> _Task prompt_: Copy each of the entries below word for word, in the same order.

============

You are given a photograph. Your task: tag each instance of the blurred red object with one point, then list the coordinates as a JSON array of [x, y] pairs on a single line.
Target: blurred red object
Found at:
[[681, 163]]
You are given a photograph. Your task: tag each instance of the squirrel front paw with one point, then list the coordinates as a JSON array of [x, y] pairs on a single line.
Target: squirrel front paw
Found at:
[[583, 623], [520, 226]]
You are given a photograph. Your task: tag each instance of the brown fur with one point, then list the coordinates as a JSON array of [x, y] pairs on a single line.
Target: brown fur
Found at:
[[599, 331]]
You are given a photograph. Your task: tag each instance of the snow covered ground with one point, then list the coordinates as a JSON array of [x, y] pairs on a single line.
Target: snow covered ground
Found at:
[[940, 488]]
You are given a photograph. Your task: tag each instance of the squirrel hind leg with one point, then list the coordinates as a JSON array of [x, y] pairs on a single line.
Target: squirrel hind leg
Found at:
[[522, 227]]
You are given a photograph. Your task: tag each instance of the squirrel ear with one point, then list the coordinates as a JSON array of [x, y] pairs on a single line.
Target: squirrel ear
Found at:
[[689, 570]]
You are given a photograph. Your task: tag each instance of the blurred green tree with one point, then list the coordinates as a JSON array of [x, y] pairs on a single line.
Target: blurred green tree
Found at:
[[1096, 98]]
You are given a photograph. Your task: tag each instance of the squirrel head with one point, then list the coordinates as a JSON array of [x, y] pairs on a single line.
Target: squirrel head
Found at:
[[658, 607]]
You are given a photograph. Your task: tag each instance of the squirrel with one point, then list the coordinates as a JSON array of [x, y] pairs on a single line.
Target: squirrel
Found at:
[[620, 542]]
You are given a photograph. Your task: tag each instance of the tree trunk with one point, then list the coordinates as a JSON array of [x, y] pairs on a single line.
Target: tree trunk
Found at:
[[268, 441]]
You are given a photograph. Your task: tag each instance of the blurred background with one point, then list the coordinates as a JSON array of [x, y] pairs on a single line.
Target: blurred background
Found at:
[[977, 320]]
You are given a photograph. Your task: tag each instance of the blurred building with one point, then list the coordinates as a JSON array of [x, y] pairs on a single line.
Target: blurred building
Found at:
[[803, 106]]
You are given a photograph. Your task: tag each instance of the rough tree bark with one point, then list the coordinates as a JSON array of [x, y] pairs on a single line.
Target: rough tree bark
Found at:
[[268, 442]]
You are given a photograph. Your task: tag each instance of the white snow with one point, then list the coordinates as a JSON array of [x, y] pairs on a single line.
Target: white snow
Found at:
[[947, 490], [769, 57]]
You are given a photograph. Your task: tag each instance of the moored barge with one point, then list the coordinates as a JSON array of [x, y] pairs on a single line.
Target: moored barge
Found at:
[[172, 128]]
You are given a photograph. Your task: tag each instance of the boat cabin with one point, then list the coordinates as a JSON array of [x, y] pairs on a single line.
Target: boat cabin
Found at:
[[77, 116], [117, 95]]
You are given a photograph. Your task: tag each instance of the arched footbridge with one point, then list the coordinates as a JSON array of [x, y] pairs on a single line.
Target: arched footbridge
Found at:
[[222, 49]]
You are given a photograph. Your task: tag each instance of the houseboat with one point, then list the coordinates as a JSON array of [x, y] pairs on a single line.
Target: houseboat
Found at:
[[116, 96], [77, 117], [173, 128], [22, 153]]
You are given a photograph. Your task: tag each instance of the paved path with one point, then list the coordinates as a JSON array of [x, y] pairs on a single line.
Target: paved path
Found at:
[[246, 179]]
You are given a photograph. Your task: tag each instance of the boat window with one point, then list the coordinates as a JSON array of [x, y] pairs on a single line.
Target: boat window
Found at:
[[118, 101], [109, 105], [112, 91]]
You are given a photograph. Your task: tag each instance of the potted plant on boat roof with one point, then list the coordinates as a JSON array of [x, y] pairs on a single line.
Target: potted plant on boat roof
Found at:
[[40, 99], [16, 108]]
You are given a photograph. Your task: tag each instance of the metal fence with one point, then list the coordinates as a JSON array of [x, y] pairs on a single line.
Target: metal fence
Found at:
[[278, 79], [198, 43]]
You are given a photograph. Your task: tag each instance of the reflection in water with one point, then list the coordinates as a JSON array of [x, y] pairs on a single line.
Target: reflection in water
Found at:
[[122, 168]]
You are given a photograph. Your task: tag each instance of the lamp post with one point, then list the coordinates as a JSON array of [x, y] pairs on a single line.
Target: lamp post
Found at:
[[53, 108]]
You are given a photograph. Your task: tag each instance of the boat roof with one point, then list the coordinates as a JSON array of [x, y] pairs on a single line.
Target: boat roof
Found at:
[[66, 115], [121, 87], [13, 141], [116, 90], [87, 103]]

============

> _Correct answer_:
You are given a photograph. Your task: tag each instance of the blurred red object with one point, then list the coordinates as a JSON array of [x, y] pairs on a single line.
Target: blurred red object
Found at:
[[681, 163]]
You are given a photograph. Your task: tag each instance of the squirrel front paw with one point, then list the coordinates as a JSON array of [x, y] pairs on a single line.
Target: squirrel front paw
Found at:
[[583, 623], [520, 226]]
You are given a photograph. Your task: tag each instance of the brown fur with one point, then list the coordinates as a JSON array of [x, y] pairs on a single line.
Target: brown fur
Found at:
[[599, 331]]
You are given a photograph. Your task: tag each instance of the snow covered ground with one point, then list the coordinates as a JSON array of [x, y] pairs on a single line.
Target: snow covered ground
Found at:
[[940, 488]]
You are given a photograph. Your task: tag each instance of the squirrel hind leg with one point, then list the coordinates as a JSON array of [x, y] pairs on a single line.
Target: squirrel hind leg
Found at:
[[522, 227]]
You are given a photograph. Your task: tag each instance of the squirrel ear with one point, then list the coordinates as a JSON array of [x, y] pairs on a single line.
Target: squirrel ear
Found at:
[[689, 570]]
You are given a photograph. Your task: tag each instance of the blurred green tree with one point, then list the coordinates as a JSON array of [x, y] pairs on a single line.
Target: blurred green tree
Found at:
[[1096, 98]]
You are given a photograph. Your task: tag each instance of the squirrel head with one point, then list the coordinates as a JSON array of [x, y] pairs on a single line.
Target: squirrel head
Found at:
[[658, 607]]
You are given a photograph. Your task: tag each instance of the squirrel with one point, then list the coordinates as a JSON array of [x, y] pairs on a single line.
Target: squirrel
Found at:
[[620, 542]]
You are given a photograph. Your task: tag each instance of the tree trunk with one point, then list the coordinates as a JSON array of [x, y] pairs on a single line.
Target: tree trunk
Found at:
[[268, 441]]
You are given a photograph. Your task: tag each instance of the blurred background with one point, then list the coordinates as a JSON array of [x, y] pairs on a single line.
Target: blurred background
Found at:
[[977, 320]]
You are given a photograph. Your task: tag each instance of the blurred building with one point, then list the coordinates as a JSON array of [x, y] pairs on a single line.
Target: blurred building
Found at:
[[803, 106]]
You are given a photograph. Your task: tag each instance of the rough tree bark with one point, then list the coordinates as a JSON array of [x, y] pairs on a single line.
Target: rough tree bark
Found at:
[[268, 442]]
You are given a photograph. Your task: tag each instance of the white snow with one point, then list the coordinates as a JSON array of [x, y] pairs on a single line.
Target: white snow
Found at:
[[947, 490], [769, 57]]
You are given a photograph. Your task: tag each instance of the moored barge with one point, then list the coordinates as a JSON array of [x, y] pairs on a single line.
Target: moored barge
Found at:
[[172, 128]]
You are given a photograph. Your task: tag each instance of the boat cabin with one point, then list the coordinates as a JSON array of [x, y] pairs on a single line.
Target: boat cabin
Found at:
[[77, 116], [117, 95]]
You are given a photograph. Your task: tag each instance of the arched footbridge with one point, then list the coordinates as a JSON array of [x, y] pairs on a single line.
Target: arched footbridge
Found at:
[[222, 49]]
You are given a photograph. Your task: tag each instance of the houseboat with one point, then list the coordinates as a JSON array of [x, y] pairs on a single line.
Target: houseboat
Found at:
[[116, 96], [77, 117], [173, 128], [22, 153]]
You are given a photograph. Your task: tag each instance of the paved path with one point, then list the coordinates as a JSON array of [x, y] pairs on a single line.
Target: paved path
Found at:
[[246, 179]]
You are given a photograph. Your task: tag each instance of the boat window with one point, then list the coordinates as a JSON array of [x, y] pairs on a single line.
Target: boat window
Found at:
[[118, 101], [109, 105], [112, 91]]
You are given a photograph. Your task: tag each instance of the potted plant on boat roof with one point, then list the coordinates as a JSON array of [x, y] pairs on a single line.
Target: potted plant on boat roof
Found at:
[[40, 99], [16, 108]]
You are given a photograph. Your task: tag each instance of the metal fence with one point, then list the coordinates as a JSON array of [x, y] pairs on a single line.
Target: metal fence
Found at:
[[278, 79], [198, 43]]
You are given a photograph. Your task: tag each instance of the reflection in water with one point, then list the coordinates as a JSON array of [x, y] pairs on a single line.
Target: reflection in water
Found at:
[[122, 168]]
You are given a photograph. Your task: tag each instance of the lamp post with one point, then list the coordinates as a JSON array of [x, y] pairs on a single line.
Target: lamp post
Found at:
[[53, 108]]
You are given a photograph. Your task: tag each instance of the boat roof with one point, then list the coordinates as a JSON array of [x, y] pairs on a single line.
Target: boat roof
Found at:
[[66, 115], [121, 87], [13, 141], [116, 90], [87, 103]]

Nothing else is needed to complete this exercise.